Retype the records that come next, word for word.

* start ENTRIES PROVIDED *

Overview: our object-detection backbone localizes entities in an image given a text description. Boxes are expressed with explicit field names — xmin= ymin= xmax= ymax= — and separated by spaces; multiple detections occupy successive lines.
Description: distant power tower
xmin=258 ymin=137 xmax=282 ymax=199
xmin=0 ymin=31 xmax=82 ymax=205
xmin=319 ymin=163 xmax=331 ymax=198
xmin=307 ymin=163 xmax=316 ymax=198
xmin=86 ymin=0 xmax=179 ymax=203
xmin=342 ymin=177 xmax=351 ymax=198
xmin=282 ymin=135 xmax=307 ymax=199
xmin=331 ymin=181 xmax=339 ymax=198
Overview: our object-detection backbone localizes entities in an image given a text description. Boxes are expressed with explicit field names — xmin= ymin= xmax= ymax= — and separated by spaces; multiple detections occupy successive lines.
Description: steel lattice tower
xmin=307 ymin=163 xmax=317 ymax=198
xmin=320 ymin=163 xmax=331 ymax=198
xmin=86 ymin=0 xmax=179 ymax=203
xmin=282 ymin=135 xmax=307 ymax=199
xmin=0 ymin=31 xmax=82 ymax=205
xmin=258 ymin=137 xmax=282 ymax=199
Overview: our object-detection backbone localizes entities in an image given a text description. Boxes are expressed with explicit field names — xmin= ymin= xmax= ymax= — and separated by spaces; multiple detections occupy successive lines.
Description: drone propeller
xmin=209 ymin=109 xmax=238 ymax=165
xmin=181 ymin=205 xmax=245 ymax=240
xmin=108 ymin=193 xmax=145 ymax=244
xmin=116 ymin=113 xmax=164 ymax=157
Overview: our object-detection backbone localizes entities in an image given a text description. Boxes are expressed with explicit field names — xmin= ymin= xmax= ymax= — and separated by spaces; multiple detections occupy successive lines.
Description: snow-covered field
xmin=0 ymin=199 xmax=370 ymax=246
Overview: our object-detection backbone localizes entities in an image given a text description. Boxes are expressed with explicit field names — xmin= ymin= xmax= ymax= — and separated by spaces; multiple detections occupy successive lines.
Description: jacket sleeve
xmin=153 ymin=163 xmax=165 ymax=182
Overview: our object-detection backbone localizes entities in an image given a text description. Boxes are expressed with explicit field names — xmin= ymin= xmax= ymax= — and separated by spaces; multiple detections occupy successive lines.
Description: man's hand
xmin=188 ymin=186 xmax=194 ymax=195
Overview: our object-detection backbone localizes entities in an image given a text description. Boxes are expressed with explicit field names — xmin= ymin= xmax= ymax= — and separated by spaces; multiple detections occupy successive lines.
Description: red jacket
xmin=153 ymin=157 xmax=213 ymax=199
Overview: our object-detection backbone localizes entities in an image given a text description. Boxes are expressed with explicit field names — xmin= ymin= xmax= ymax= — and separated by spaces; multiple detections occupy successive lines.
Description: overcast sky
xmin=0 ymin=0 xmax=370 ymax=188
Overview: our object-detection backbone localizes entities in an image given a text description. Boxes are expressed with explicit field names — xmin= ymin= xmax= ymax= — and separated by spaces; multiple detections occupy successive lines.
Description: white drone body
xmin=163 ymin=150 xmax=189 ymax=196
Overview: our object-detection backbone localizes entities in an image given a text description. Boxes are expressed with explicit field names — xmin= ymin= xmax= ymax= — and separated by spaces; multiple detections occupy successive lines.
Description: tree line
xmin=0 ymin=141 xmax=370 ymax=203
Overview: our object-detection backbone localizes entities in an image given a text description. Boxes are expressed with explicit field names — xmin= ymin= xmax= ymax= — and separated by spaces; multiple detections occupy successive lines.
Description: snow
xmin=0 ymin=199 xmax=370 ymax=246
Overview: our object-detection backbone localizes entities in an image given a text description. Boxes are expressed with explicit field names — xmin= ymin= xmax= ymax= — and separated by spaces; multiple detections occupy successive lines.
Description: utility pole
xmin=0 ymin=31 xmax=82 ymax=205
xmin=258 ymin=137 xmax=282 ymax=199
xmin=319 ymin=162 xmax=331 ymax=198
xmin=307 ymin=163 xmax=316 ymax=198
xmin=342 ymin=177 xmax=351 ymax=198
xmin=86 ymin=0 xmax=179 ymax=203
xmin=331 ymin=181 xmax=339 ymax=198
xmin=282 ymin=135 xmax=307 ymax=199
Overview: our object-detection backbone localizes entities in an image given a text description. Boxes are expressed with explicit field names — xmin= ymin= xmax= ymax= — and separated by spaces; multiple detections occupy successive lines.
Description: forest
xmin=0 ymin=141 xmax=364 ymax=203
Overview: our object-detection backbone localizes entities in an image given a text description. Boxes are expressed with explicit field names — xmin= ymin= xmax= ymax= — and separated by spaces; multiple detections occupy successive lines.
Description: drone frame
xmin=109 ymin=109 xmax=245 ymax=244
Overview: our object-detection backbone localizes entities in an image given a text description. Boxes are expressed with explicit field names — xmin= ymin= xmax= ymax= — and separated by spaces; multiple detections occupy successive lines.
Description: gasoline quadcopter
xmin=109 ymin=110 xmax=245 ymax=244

* end ENTRIES PROVIDED *

WORKED SOLUTION:
Overview: our object-detection backbone localizes entities in an image given a text description. Boxes are expressed with explicit field names — xmin= ymin= xmax= ymax= — and separated by spaces; multiple detections occupy successive lines.
Description: distant power tower
xmin=258 ymin=137 xmax=282 ymax=199
xmin=0 ymin=31 xmax=82 ymax=205
xmin=319 ymin=163 xmax=331 ymax=198
xmin=307 ymin=163 xmax=316 ymax=198
xmin=86 ymin=0 xmax=179 ymax=203
xmin=342 ymin=177 xmax=351 ymax=198
xmin=282 ymin=135 xmax=307 ymax=199
xmin=331 ymin=181 xmax=339 ymax=198
Overview: our object-detection backbone localizes entities in an image given a text description. Boxes are expressed with explicit field names — xmin= ymin= xmax= ymax= — and separated by spaces; multiple detections occupy successive lines.
Description: steel lattice tower
xmin=307 ymin=163 xmax=317 ymax=198
xmin=320 ymin=163 xmax=331 ymax=198
xmin=86 ymin=0 xmax=179 ymax=203
xmin=282 ymin=135 xmax=307 ymax=199
xmin=0 ymin=31 xmax=82 ymax=205
xmin=258 ymin=137 xmax=282 ymax=199
Overview: our object-detection backbone localizes entities in an image given a text description. Boxes are expressed with explicit field names — xmin= ymin= xmax= ymax= — and separated by spaces; multiple detections occupy successive lines.
Description: drone propeller
xmin=209 ymin=109 xmax=238 ymax=165
xmin=181 ymin=205 xmax=245 ymax=240
xmin=108 ymin=193 xmax=145 ymax=244
xmin=116 ymin=113 xmax=164 ymax=157
Overview: our object-detection backbone localizes entities in an image given a text description. Boxes are expressed with explicit field names — xmin= ymin= xmax= ymax= — and separated by spaces; multiple detections occupy successive lines.
Description: snow-covered field
xmin=0 ymin=199 xmax=370 ymax=246
Overview: our object-detection backbone localizes entities in an image given a text description. Boxes are expressed with explicit field names — xmin= ymin= xmax= ymax= — and separated by spaces; multiple detections occupy successive lines.
Description: jacket sleeve
xmin=153 ymin=163 xmax=165 ymax=182
Overview: our object-detection backbone localizes entities in an image given a text description. Boxes are expressed with explicit field names — xmin= ymin= xmax= ymax= — and separated by spaces; multiple detections occupy successive lines.
Description: man's hand
xmin=188 ymin=186 xmax=194 ymax=195
Overview: our object-detection backbone localizes entities in an image given a text description. Boxes are expressed with explicit field names — xmin= ymin= xmax= ymax= — and separated by spaces; multiple detections occupy successive lines.
Description: red jacket
xmin=153 ymin=157 xmax=213 ymax=199
Overview: our object-detection backbone localizes entities in an image given a text description. Boxes are expressed with explicit field names — xmin= ymin= xmax= ymax= — and separated by spaces; multiple detections occupy successive lines.
Description: overcast sky
xmin=0 ymin=0 xmax=370 ymax=188
Overview: our object-detection backbone localizes entities in an image given a text description. Boxes are expressed with explicit field names — xmin= ymin= xmax= ymax= — and separated by spaces; multiple detections occupy successive lines.
Description: white drone body
xmin=163 ymin=150 xmax=189 ymax=196
Overview: our object-detection backbone localizes entities in an image given a text description. Boxes are expressed with explicit field names — xmin= ymin= xmax= ymax= — and separated by spaces; multiple detections occupy successive lines.
Description: tree line
xmin=0 ymin=141 xmax=370 ymax=203
Overview: our object-detection backbone localizes entities in an image given a text description. Boxes are expressed with explicit field names — xmin= ymin= xmax= ymax= — and separated by spaces; multiple detections occupy successive lines.
Description: snow
xmin=0 ymin=199 xmax=370 ymax=246
Overview: our object-detection backbone localizes entities in an image given a text description. Boxes are expressed with explicit field names — xmin= ymin= xmax= ymax= — and separated by spaces; multiple detections occupy successive lines.
Description: utility pole
xmin=0 ymin=31 xmax=82 ymax=205
xmin=258 ymin=137 xmax=282 ymax=199
xmin=319 ymin=162 xmax=331 ymax=198
xmin=307 ymin=163 xmax=316 ymax=198
xmin=342 ymin=177 xmax=351 ymax=198
xmin=86 ymin=0 xmax=179 ymax=203
xmin=331 ymin=181 xmax=339 ymax=198
xmin=282 ymin=135 xmax=307 ymax=199
Overview: our object-detection backbone localizes entities in an image given a text description. Boxes are expressed with explicit field names — xmin= ymin= xmax= ymax= — and separated by spaces; multiple detections occupy successive lines.
Description: forest
xmin=0 ymin=141 xmax=364 ymax=203
Overview: our object-detection backbone localizes entities in an image given a text description. Boxes are expressed with explicit field names — xmin= ymin= xmax= ymax= — and separated by spaces; multiple detections occupy successive lines.
Description: drone frame
xmin=109 ymin=109 xmax=245 ymax=244
Overview: our object-detection backbone localizes entities in an image given a text description. Boxes are expressed with explicit field names — xmin= ymin= xmax= ymax= — and separated by spaces; multiple detections occupy successive lines.
Description: gasoline quadcopter
xmin=109 ymin=110 xmax=245 ymax=244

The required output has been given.